─── WORKING DATA

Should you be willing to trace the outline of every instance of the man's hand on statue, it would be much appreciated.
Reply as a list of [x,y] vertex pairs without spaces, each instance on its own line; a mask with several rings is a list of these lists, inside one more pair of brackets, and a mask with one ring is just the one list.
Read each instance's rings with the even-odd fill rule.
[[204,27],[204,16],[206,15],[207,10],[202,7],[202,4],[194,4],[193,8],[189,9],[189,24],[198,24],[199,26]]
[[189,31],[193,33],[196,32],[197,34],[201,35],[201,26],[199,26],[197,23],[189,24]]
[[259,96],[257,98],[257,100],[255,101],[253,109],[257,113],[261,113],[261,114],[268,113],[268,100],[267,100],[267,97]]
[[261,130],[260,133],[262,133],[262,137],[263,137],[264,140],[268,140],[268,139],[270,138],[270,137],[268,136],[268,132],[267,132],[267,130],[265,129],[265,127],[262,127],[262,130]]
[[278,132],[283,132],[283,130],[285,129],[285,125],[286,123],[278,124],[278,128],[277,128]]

──────

→ GIVEN PROBLEM:
Write out the lines above exactly, from the first line to the last.

→ RESULT:
Should you be willing to trace the outline of every instance of the man's hand on statue, it would be much appreciated.
Reply as a list of [x,y] vertex pairs without spaces, each instance on its own line; a mask with several rings is a list of these lists, inside one more pair of brackets, and a mask with one ring is just the one list.
Read each instance's rings with the even-odd fill rule.
[[204,27],[204,16],[206,15],[207,10],[202,7],[202,4],[194,4],[193,8],[189,9],[189,24],[198,24],[199,26]]
[[189,31],[193,33],[196,32],[197,34],[201,35],[201,26],[199,26],[197,23],[189,24]]
[[259,96],[257,98],[257,100],[255,101],[253,109],[257,113],[261,113],[261,114],[268,113],[268,100],[267,100],[267,97]]
[[261,130],[260,133],[262,133],[262,137],[263,137],[264,140],[268,140],[268,139],[270,138],[270,137],[268,136],[268,132],[267,132],[267,130],[265,129],[265,127],[262,127],[262,130]]
[[278,132],[283,132],[283,130],[285,129],[285,125],[286,123],[278,124],[278,128],[277,128]]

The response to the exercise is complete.